Mares: How did Burroughs and Campbell use communist and radical institutions to achieve a Pan-African vision? What role did gender play within institutions like the Harlem Tenants League (HTL) and the African Blood Brotherhood (ABB)?
Makalani: To my mind, you’ve actually posed two questions. Campbell and Burroughs, like their male counterparts, saw in organized communism an international network that could help them realize their vision of a pan-African, or African diasporic political movement. But the ABB and HTL were not merely communist organizations. Their histories are far more complex, as have I outlined in my book. Still, the gendered notions of racial manhood and race leadership, of who should do intellectual work, informed how the ABB operated, its view of black men as defending the race and protecting black women. Yet Campbell was the ABB’s backbone. She was the reason it lasted as long as it did. That’s why I find Ula Taylor’s concept of “community feminism” so useful, because it highlights how someone like Campbell both drew on dominant notions of black political organizing, but challenged the unquestioned dominance of black men in those formations. For Campbell, this came to a head in the HTL, where the internecine struggles within the Communist Party had a debilitating affect on the league’s activities, as it overran and in many ways suffocated the work that the league did in Harlem. There was a clearly gendered aspect to this as well. Campbell and Elizabeth Hendrickson did much of the heavy lifting of organizing tenants in Harlem, just as Campbell had done in organizing black radical educational forums in Harlem. It was Richard B. Moore who enjoyed the title, status, and power that came with being named its president. And, Moore’s hostility toward Campbell, based on their opposing positions within that Party line struggle, led her to leave the CP. Still, this was after she had helped build a template for some of the most dynamic organizing activities that Communists would ever undertake in this era, the Unemployed Councils, which saw the Communist Party makes its greatest strides organizing black communities, particularly among black women.

→ **Brief a**:
Quote the interview excerpt in full, word for word.

→ **Excerpted records**:

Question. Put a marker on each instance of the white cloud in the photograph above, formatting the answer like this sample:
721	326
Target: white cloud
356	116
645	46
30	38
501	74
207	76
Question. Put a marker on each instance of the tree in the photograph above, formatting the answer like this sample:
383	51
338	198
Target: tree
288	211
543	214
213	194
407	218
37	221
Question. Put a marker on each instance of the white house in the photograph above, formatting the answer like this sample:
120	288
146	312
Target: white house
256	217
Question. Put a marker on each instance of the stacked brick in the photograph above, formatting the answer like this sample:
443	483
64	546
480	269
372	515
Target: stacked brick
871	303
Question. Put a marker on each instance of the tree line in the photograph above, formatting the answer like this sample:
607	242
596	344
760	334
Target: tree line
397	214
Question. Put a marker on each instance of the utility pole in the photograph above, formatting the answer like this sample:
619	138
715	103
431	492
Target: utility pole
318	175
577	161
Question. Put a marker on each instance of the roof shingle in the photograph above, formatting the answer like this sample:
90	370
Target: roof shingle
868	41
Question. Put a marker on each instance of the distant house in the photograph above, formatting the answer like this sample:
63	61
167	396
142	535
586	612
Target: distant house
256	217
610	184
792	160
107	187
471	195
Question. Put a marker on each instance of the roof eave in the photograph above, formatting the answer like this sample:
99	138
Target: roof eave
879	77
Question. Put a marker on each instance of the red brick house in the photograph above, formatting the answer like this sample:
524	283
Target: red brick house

→ **Brief b**:
Print the records from the line containing "Question. Put a marker on each instance of the roof shingle" through the last line of the records, both ends included, and nothing else.

→ **Result a**:
Mares: How did Burroughs and Campbell use communist and radical institutions to achieve a Pan-African vision? What role did gender play within institutions like the Harlem Tenants League (HTL) and the African Blood Brotherhood (ABB)?
Makalani: To my mind, you’ve actually posed two questions. Campbell and Burroughs, like their male counterparts, saw in organized communism an international network that could help them realize their vision of a pan-African, or African diasporic political movement. But the ABB and HTL were not merely communist organizations. Their histories are far more complex, as have I outlined in my book. Still, the gendered notions of racial manhood and race leadership, of who should do intellectual work, informed how the ABB operated, its view of black men as defending the race and protecting black women. Yet Campbell was the ABB’s backbone. She was the reason it lasted as long as it did. That’s why I find Ula Taylor’s concept of “community feminism” so useful, because it highlights how someone like Campbell both drew on dominant notions of black political organizing, but challenged the unquestioned dominance of black men in those formations. For Campbell, this came to a head in the HTL, where the internecine struggles within the Communist Party had a debilitating affect on the league’s activities, as it overran and in many ways suffocated the work that the league did in Harlem. There was a clearly gendered aspect to this as well. Campbell and Elizabeth Hendrickson did much of the heavy lifting of organizing tenants in Harlem, just as Campbell had done in organizing black radical educational forums in Harlem. It was Richard B. Moore who enjoyed the title, status, and power that came with being named its president. And, Moore’s hostility toward Campbell, based on their opposing positions within that Party line struggle, led her to leave the CP. Still, this was after she had helped build a template for some of the most dynamic organizing activities that Communists would ever undertake in this era, the Unemployed Councils, which saw the Communist Party makes its greatest strides organizing black communities, particularly among black women.

→ **Result b**:
Question. Put a marker on each instance of the roof shingle in the photograph above, formatting the answer like this sample:
90	370
Target: roof shingle
868	41
Question. Put a marker on each instance of the distant house in the photograph above, formatting the answer like this sample:
63	61
167	396
142	535
586	612
Target: distant house
256	217
610	184
792	160
107	187
471	195
Question. Put a marker on each instance of the roof eave in the photograph above, formatting the answer like this sample:
99	138
Target: roof eave
879	77
Question. Put a marker on each instance of the red brick house in the photograph above, formatting the answer like this sample:
524	283
Target: red brick house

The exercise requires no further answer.